**TASK TO COMPLETE:** Exact transcription with no images: write out all of the entries below.

Natural-language object grounding data

* * * * *

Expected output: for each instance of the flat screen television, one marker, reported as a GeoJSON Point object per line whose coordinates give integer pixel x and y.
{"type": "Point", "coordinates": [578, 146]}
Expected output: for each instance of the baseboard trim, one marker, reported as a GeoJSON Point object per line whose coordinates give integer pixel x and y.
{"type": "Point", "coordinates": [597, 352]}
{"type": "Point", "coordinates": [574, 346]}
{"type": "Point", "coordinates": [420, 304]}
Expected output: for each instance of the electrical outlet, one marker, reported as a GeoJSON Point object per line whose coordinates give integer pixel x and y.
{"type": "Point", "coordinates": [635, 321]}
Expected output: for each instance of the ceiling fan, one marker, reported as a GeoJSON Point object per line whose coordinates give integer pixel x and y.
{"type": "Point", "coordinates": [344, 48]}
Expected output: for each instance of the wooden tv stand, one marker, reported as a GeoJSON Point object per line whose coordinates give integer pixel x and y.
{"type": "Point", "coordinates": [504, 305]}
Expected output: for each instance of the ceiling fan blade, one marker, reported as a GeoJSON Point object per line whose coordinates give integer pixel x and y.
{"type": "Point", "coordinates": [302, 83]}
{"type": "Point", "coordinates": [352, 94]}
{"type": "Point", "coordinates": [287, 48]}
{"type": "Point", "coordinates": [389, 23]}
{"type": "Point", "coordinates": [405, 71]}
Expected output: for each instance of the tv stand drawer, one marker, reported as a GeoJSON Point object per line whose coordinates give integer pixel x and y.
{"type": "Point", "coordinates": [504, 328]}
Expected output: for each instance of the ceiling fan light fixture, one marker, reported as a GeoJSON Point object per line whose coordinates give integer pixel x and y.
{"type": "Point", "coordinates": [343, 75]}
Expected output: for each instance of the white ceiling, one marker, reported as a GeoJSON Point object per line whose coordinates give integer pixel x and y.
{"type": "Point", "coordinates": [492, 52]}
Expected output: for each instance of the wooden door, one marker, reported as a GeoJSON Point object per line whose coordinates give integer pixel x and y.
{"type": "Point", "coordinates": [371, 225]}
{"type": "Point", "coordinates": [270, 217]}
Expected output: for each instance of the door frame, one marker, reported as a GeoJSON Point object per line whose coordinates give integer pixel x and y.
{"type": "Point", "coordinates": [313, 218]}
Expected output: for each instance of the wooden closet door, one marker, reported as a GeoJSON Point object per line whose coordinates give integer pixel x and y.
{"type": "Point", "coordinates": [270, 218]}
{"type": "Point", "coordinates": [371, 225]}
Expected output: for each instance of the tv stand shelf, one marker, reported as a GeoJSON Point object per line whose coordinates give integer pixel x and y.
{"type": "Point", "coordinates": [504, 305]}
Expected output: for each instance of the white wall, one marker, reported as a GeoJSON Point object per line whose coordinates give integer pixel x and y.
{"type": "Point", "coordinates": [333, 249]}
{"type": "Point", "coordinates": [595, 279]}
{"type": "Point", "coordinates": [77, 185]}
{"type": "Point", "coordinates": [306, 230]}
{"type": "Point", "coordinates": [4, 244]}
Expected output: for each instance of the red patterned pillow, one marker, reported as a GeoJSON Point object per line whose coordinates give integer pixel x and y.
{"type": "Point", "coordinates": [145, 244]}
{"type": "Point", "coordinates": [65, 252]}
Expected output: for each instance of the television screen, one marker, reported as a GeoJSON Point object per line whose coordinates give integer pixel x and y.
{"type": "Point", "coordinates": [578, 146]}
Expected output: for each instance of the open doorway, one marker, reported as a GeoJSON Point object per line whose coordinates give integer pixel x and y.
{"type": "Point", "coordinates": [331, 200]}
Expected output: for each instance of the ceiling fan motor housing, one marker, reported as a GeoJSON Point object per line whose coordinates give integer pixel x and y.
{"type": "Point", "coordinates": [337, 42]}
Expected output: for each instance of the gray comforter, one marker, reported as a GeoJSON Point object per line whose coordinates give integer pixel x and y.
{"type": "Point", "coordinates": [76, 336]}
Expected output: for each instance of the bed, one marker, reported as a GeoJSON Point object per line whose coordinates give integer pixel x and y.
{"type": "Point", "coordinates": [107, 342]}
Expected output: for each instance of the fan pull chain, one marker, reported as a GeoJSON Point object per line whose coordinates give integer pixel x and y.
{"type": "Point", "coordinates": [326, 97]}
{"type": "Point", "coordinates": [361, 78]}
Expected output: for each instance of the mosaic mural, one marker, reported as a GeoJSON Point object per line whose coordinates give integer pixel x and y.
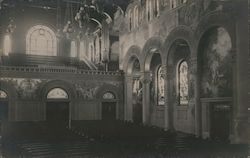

* * * * *

**REPLY:**
Expected output: for each instance of the flat screen television, one marker, reported as a GeoJSON Point object per line whose coordinates give integer pixel x and y.
{"type": "Point", "coordinates": [578, 146]}
Expected output: for each instance of the baseboard trim, one marker, reported as a GeoJSON Point object per line whose coordinates give integer pixel x and y.
{"type": "Point", "coordinates": [597, 352]}
{"type": "Point", "coordinates": [574, 346]}
{"type": "Point", "coordinates": [420, 304]}
Expected output: for each instance of the electrical outlet, one marker, reported as a GeoJSON Point object per line whose coordinates give integer pixel x and y.
{"type": "Point", "coordinates": [635, 321]}
Expected output: for each instance of the ceiling fan, one marker, reported as a GeoJSON Point object per line whose coordinates give integer pixel x and y.
{"type": "Point", "coordinates": [344, 48]}
Expected output: for each instance of the wooden tv stand, one marker, reported as a GeoJSON Point object per line whose coordinates give integer pixel x and y.
{"type": "Point", "coordinates": [504, 305]}
Expected output: for each instance of the ceiling fan blade, one marker, reported as a GeoJSON Point object per line whose coordinates give integer pixel x and y.
{"type": "Point", "coordinates": [302, 83]}
{"type": "Point", "coordinates": [352, 94]}
{"type": "Point", "coordinates": [287, 48]}
{"type": "Point", "coordinates": [389, 23]}
{"type": "Point", "coordinates": [405, 71]}
Expected output: for each instance of the tv stand drawer, one marker, reported as a GeoJSON Point object per line whose coordinates give integer pixel x and y.
{"type": "Point", "coordinates": [504, 328]}
Expected output: for each instance of the ceiling fan light fixture, one marker, reported as a GeoJSON Point object per line whose coordinates give integer pixel x and y.
{"type": "Point", "coordinates": [343, 75]}
Expected output: for each instance of the white ceiling, one marker, reported as a GeoJSON Point object per line whose coordinates give integer pixel x and y.
{"type": "Point", "coordinates": [492, 52]}
Expected output: for each instance of the wooden door, one marker, reported as a GeoJSON Point object per line whose coordinates give integer pixel x and y.
{"type": "Point", "coordinates": [371, 225]}
{"type": "Point", "coordinates": [270, 217]}
Expected output: for each instance of the door frame, one marker, reported as a GeoJSON Point object per line whose coordinates give integer pixel x and y.
{"type": "Point", "coordinates": [313, 218]}
Expected output: for each instance of the wooden closet door, one marker, reported as a GeoJSON Point object per line whose coordinates give integer pixel x and y.
{"type": "Point", "coordinates": [270, 218]}
{"type": "Point", "coordinates": [371, 225]}
Expected output: for each instance of the tv stand shelf, one marker, reported as a GeoJSON Point object per line whose coordinates give integer pixel x and y.
{"type": "Point", "coordinates": [504, 305]}
Expected output: for each instance of the white wall, one marker, reported as a GeoJSON Point object per line whose coordinates give integer pixel x and y.
{"type": "Point", "coordinates": [333, 249]}
{"type": "Point", "coordinates": [595, 279]}
{"type": "Point", "coordinates": [77, 185]}
{"type": "Point", "coordinates": [306, 230]}
{"type": "Point", "coordinates": [4, 244]}
Expected output: for each instance of the red patterned pillow, one marker, reported as a GeoJSON Point object per line whose coordinates give integer pixel x and y.
{"type": "Point", "coordinates": [145, 244]}
{"type": "Point", "coordinates": [65, 252]}
Expected output: for each instance of the television screen, one marker, reported as a GeoJSON Point object per line whose coordinates give integer pixel x and y.
{"type": "Point", "coordinates": [578, 146]}
Expected output: for each instance of the open doorway, one marker, reported as a GeoJSON Point object per line whose coordinates give integer pixel x and y.
{"type": "Point", "coordinates": [331, 200]}
Expected output: for each instance of the ceiling fan motor housing, one marker, reported as a GeoJSON Point object per line whose coordinates give integer pixel x and y.
{"type": "Point", "coordinates": [337, 42]}
Expected output: for each instance of the gray comforter, one marker, reported as a GeoJSON Point object per line whose coordinates give integer pixel x and y.
{"type": "Point", "coordinates": [76, 336]}
Expected output: for each instance of the bed, one marker, reported as a GeoJSON Point object per line whose coordinates give integer pixel x and y.
{"type": "Point", "coordinates": [107, 342]}
Expected output: for each instance of the fan pull chain, one marker, reported as a GeoJSON Point object per line whose coordinates give integer pixel x and y.
{"type": "Point", "coordinates": [326, 97]}
{"type": "Point", "coordinates": [361, 78]}
Expected output: for each instance of the mosaic mural, one marker, reported as a GeoJSON Point object per line whose coordinates give integer pixel x and y.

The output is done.